**Problem 1**: Reproduce the passage about writing the novel word for word, starting at "At the time, I" and ending at "all came together.".

Text segment section start

I like to think of my novel as a comedy about divorce and the Holocaust. (And stage magic!) Divorce is something I’m very familiar with—I was one of those kids who, at an early age, got to experience their parents’ separation. It left a deep impression. Many years later, after my own marriage had failed, I started writing it all down.

At the time, I hadn’t planned on writing a book. I just wanted to get some thoughts on paper. I had gone to see a circus show for the first time in 30 years, and that triggered one of the key scenes of the book. Suddenly, it all came together.

My ex-wife was a magician’s assistant, and so I decided to set The Trick in the world of stage magic. It’s a world I knew very well; I had spent many, many hours backstage at magic shows, and I felt that magicians were generally portrayed inaccurately in literature and cinema. More often than not, they are depicted as dark, brooding, handsome men. But in my experience, they were—by and large—needy and narcissistic.

That insight led to my main character, Moshe Goldenhirsch, aka the Great Zabbatini, a middling and highly egotistical stage magician. I decided to make him an immigrant, a German Jew who came to America during the dark years of the Shoah. This is another topic close to my heart. In fact, I’ve been known to be able to turn any perfectly normal and pleasant dinner conversation into a lengthy discourse on Holocaust minutiae. But it’s not my fault! I grew up Jewish in postwar Germany. My grandmother was a survivor of the Shoah, and she raised me with constant tales of atrocities. The moral always seemed to be: One day your friends at school will turn you over to the Nazis, so you better eat your spinach, young man!

Text segment section end
Material shown section start

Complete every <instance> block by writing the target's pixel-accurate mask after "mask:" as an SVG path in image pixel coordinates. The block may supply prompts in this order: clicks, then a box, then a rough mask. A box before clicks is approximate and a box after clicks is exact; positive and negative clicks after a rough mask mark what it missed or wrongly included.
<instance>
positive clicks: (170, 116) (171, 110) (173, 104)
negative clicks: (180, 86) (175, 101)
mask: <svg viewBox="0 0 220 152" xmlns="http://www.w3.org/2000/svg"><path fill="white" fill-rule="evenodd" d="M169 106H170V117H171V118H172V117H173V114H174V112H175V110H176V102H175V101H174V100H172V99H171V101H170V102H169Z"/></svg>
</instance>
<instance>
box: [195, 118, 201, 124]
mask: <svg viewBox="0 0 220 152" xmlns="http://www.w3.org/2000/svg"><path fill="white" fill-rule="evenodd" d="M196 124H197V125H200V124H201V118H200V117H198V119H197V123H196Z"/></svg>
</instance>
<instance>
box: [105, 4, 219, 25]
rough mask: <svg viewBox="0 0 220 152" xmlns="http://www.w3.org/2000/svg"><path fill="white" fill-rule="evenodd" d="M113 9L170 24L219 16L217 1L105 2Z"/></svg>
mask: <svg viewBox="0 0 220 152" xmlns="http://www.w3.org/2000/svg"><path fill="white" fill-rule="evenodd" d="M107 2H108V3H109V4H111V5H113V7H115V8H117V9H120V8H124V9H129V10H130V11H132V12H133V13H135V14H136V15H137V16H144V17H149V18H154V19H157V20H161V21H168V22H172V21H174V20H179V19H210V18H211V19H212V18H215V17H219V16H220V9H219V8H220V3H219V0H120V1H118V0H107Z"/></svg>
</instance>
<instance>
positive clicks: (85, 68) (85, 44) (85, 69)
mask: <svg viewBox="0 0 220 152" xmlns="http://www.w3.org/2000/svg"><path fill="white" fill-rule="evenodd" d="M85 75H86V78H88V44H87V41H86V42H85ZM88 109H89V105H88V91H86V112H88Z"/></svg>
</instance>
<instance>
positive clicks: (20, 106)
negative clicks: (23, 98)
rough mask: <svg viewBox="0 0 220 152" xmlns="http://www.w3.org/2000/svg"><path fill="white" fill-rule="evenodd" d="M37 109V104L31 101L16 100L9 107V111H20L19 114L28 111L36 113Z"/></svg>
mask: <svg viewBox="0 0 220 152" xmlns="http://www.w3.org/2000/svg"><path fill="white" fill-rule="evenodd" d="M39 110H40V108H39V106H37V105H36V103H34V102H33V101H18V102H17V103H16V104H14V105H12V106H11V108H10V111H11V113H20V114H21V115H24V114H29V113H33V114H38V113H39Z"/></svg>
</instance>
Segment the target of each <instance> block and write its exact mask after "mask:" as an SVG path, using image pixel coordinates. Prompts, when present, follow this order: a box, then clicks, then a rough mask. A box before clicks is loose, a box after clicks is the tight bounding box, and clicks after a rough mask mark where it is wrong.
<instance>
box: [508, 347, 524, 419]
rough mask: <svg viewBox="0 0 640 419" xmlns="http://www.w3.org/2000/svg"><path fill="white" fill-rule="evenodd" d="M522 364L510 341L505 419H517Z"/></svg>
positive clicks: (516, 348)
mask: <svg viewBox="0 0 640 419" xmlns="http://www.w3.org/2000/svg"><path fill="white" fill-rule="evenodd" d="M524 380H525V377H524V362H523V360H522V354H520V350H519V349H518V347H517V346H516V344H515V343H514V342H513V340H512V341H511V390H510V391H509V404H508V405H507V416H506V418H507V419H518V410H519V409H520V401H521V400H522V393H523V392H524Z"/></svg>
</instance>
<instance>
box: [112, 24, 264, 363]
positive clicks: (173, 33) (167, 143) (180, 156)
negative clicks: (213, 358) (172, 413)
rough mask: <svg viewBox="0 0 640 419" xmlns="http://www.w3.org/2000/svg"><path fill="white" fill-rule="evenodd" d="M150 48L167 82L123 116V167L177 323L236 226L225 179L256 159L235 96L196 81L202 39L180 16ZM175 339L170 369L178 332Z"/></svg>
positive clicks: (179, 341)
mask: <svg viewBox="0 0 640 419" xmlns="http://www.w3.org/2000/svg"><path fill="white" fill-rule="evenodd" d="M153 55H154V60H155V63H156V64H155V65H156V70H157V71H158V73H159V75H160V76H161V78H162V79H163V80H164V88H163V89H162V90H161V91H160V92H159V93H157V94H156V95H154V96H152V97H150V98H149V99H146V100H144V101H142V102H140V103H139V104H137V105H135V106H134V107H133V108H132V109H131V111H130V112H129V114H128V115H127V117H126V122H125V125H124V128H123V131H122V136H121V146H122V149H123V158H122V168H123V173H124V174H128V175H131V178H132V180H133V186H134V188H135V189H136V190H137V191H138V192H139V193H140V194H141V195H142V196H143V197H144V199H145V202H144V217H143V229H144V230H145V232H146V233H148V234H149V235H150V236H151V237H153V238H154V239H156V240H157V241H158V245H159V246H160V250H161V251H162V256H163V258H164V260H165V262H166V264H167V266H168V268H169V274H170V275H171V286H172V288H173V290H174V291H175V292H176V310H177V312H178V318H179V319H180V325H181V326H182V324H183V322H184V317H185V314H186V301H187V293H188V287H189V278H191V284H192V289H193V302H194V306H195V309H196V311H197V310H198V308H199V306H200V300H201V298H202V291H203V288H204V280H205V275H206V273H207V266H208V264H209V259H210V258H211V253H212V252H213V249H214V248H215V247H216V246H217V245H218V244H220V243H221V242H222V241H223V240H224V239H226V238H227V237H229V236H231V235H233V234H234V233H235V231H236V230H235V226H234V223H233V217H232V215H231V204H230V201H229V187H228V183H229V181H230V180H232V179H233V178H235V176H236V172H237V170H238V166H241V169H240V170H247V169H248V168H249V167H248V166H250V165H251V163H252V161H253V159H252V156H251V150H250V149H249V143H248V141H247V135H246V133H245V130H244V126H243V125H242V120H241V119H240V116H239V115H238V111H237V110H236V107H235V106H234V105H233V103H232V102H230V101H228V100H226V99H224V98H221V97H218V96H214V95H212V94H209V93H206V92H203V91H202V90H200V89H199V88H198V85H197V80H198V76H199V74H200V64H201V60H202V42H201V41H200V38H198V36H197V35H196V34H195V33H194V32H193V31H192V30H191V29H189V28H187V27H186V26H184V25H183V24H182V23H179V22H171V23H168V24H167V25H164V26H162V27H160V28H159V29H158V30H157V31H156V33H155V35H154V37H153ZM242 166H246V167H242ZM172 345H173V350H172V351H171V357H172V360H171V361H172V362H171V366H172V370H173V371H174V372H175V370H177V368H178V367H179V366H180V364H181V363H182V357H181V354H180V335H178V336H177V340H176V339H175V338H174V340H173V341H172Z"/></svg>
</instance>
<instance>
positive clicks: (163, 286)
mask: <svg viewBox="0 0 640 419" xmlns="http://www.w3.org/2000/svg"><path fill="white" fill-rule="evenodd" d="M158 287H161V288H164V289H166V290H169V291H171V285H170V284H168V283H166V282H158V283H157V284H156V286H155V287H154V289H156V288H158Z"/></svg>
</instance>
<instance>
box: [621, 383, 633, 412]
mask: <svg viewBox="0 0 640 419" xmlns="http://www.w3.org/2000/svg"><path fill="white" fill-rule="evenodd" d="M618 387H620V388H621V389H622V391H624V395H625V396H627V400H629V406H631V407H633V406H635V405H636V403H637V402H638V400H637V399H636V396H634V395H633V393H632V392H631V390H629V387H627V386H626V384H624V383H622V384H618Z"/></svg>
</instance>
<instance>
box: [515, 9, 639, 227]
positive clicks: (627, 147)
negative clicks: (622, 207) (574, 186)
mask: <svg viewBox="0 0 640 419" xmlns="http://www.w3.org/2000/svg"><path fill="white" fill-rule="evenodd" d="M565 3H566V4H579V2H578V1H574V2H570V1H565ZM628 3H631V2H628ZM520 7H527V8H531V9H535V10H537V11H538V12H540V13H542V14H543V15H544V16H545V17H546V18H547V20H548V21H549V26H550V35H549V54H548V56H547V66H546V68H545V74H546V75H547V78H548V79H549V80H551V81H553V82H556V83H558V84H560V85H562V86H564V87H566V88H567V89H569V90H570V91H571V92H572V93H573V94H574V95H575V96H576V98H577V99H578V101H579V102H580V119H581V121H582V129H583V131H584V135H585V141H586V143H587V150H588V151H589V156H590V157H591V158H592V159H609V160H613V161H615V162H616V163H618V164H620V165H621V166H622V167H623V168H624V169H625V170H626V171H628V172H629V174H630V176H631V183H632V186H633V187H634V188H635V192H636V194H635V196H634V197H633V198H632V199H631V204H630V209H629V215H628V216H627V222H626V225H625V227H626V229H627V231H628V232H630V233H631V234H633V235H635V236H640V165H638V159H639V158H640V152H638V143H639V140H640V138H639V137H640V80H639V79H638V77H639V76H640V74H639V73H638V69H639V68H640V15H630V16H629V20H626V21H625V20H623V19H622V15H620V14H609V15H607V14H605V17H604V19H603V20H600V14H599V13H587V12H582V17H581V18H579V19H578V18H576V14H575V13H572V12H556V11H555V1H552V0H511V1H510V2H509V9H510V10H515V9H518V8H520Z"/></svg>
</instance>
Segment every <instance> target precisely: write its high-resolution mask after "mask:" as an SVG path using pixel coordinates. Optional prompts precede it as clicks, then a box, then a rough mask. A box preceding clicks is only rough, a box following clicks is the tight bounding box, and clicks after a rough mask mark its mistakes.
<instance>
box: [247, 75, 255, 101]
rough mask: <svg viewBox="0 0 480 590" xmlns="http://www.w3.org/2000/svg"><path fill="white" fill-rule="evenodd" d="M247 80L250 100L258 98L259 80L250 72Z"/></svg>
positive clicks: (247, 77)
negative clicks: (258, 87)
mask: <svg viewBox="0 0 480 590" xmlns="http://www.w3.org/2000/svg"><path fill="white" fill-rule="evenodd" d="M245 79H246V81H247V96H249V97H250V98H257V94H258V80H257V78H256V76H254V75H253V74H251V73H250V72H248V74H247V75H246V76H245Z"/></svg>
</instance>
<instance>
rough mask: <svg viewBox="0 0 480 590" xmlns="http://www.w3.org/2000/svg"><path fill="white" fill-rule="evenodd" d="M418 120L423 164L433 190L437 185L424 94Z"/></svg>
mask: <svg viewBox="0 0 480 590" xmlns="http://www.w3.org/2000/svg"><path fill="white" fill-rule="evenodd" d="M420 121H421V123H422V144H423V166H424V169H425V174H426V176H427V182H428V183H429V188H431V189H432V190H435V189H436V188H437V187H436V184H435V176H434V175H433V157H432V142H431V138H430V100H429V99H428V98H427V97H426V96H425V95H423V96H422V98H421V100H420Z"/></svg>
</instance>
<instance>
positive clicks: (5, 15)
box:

Material shown section end

**Problem 2**: Write out the rows exactly, starting at the line that contains "negative clicks: (258, 87)" and ending at the final line of the rows.

**Your response 1**:
At the time, I hadn’t planned on writing a book. I just wanted to get some thoughts on paper. I had gone to see a circus show for the first time in 30 years, and that triggered one of the key scenes of the book. Suddenly, it all came together.

**Your response 2**:
negative clicks: (258, 87)
mask: <svg viewBox="0 0 480 590" xmlns="http://www.w3.org/2000/svg"><path fill="white" fill-rule="evenodd" d="M245 79H246V81H247V96H249V97H250V98H257V94H258V80H257V78H256V76H254V75H253V74H251V73H250V72H248V74H247V75H246V76H245Z"/></svg>
</instance>
<instance>
rough mask: <svg viewBox="0 0 480 590" xmlns="http://www.w3.org/2000/svg"><path fill="white" fill-rule="evenodd" d="M418 120L423 164L433 190L437 185L424 94Z"/></svg>
mask: <svg viewBox="0 0 480 590" xmlns="http://www.w3.org/2000/svg"><path fill="white" fill-rule="evenodd" d="M420 121H421V123H422V144H423V166H424V169H425V174H426V176H427V182H428V183H429V188H431V189H432V190H435V189H436V188H437V187H436V184H435V176H434V175H433V157H432V142H431V138H430V100H429V99H428V98H427V97H426V96H425V95H423V96H422V98H421V100H420Z"/></svg>
</instance>
<instance>
positive clicks: (5, 15)
box:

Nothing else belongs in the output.